Cache

L1 Data, L1 Instruction and L2 Unified Cache Design FOR RV64IMC

In the cache design, as specified in the specification, the instruction and data memory is separated at the 1st level, and a unified design has been made at the 2nd level. The block diagram showing the connections of the cache with the memory unit (RAM) located outside the core and the chip and the connections within the cache itself can be seen below. The reset input is not shown in the block diagram due to the large number of cables. Each level cache and controller also have reset inputs. The cache controller was written as a single module in the design, but it is shown here as two modules, because it makes the block diagram more readable.

Figure 1: Cache Block Diagram

In the 1st level cache designs, there is a single address entry since the write and read operations cannot be done from different addresses at the same time. In the 2nd level cache design, there are two write and two read inputs, so there are separate addresses for these ports (2 address entries in total). The reason for choosing two read inputs is to ensure that both level 1 caches can be read simultaneously from level 2 cache without waiting for each other. Even if the 1st level instruction cache will not write directly to the 2nd level cache, if there is a miss situation in the 2nd level cache's instruction read input, there will be a write from the external memory and 2 write entries have been selected since it is possible to perform a write operation from the data cache at the same time. In the 2nd level cache design, being able to read and write from 2 different inputs increased the performance, but made the design process more difficult and increased the space usage. SRAM technology was primarily intended to be used in the design of memory blocks. With the help of SRAM technology, 6 transistors, 2 capacitors and a sense amplifier, a one-bit memory can be created. On the contrary, in registers (D-Flip Flop) made with NAND logic gates, a total of 8 NAND gates are used. Since the NAND gate consists of 4 transistors, there are 32 transistors in total. Although the space usage in the one-bit memory design made with D-FF is higher than that of SRAM technology, it remains much slower in terms of speed compared to the design made with D-FF due to the use of a sense amplifier in SRAM technology. During the design process, it was aimed to create caches in SRAM technology with the help of OpenRAM. Although OpenRAM supports Sky130 technology, caches could not be created with SRAM technology due to errors in synthesis stages and problems in the library files of memory units to be created for multi-input writing/reading purposes. A design made with D-FFs is in focus. In the design made with D-FF, a more flexible design could be made since the memory design was entirely in the hands of the designer.

■ DIRECTIONS
1. Answer from the cache design passage:
(a) Why is the reset input left out of the block diagram?
(b) How many address entries does the 2nd level cache have in total?
(c) What prevented the caches from being created in SRAM technology with OpenRAM?
2. Sum up the cache design passage in two sentences.
The data that follows has no connection to the cache design passage.

■ COLLECTED MATERIAL
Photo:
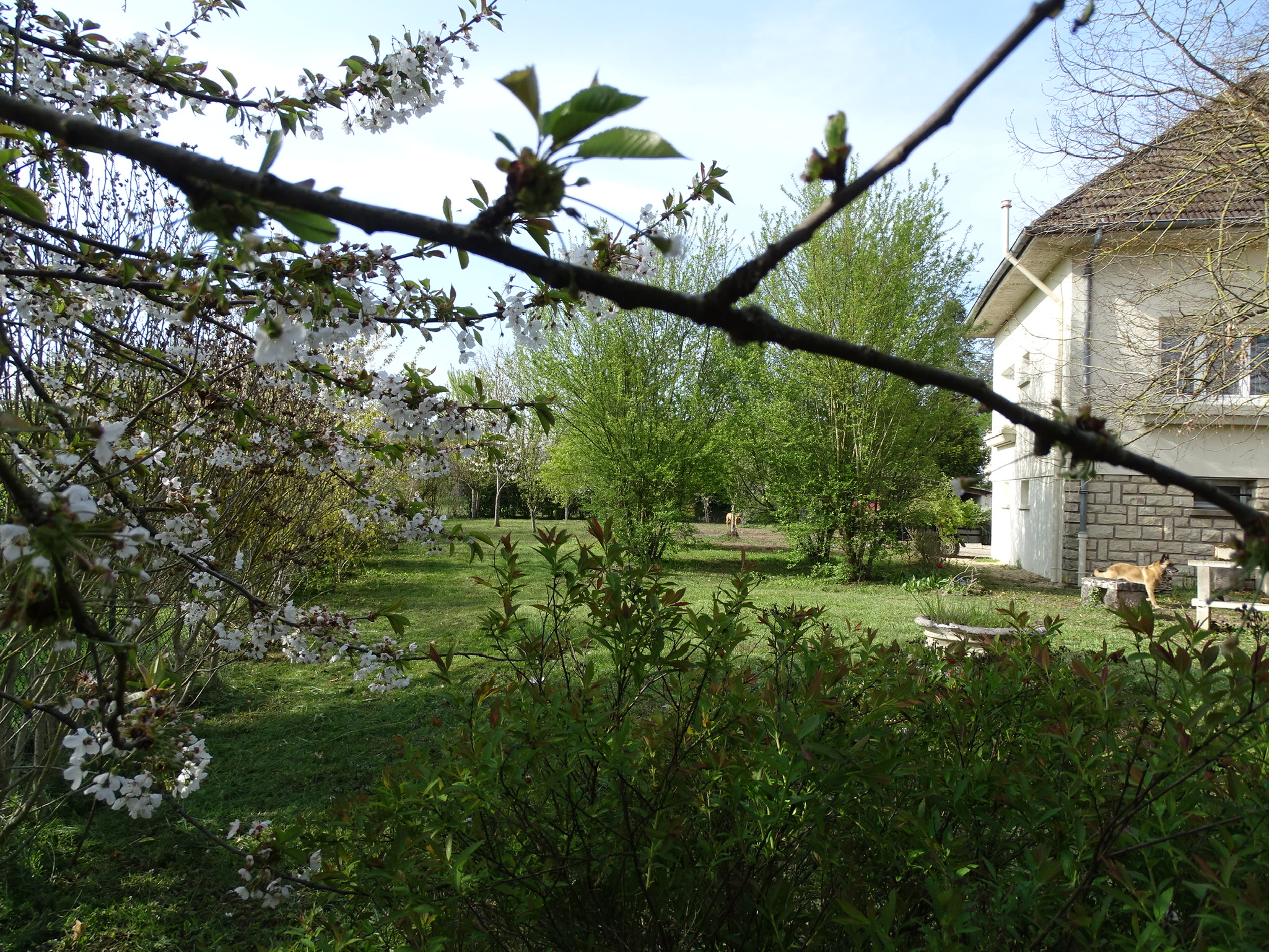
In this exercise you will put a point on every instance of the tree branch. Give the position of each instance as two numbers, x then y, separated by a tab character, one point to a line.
744	281
713	309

■ SOLUTIONS TO THE EXERCISE
1.
(a) It is left out because of the large number of cables.
(b) It has 2 address entries in total.
(c) Errors in the synthesis stages and problems in the library files of memory units for multi-input writing/reading prevented it.

2. The cache design for RV64IMC separates instruction and data memory at the 1st level and unifies them at the 2nd level. The 2nd level cache has two read and two write inputs so that both 1st level caches can be read simultaneously, and because synthesis errors and library problems prevented building the caches in SRAM technology with OpenRAM, the design uses D-FFs, which gave the designer more flexibility.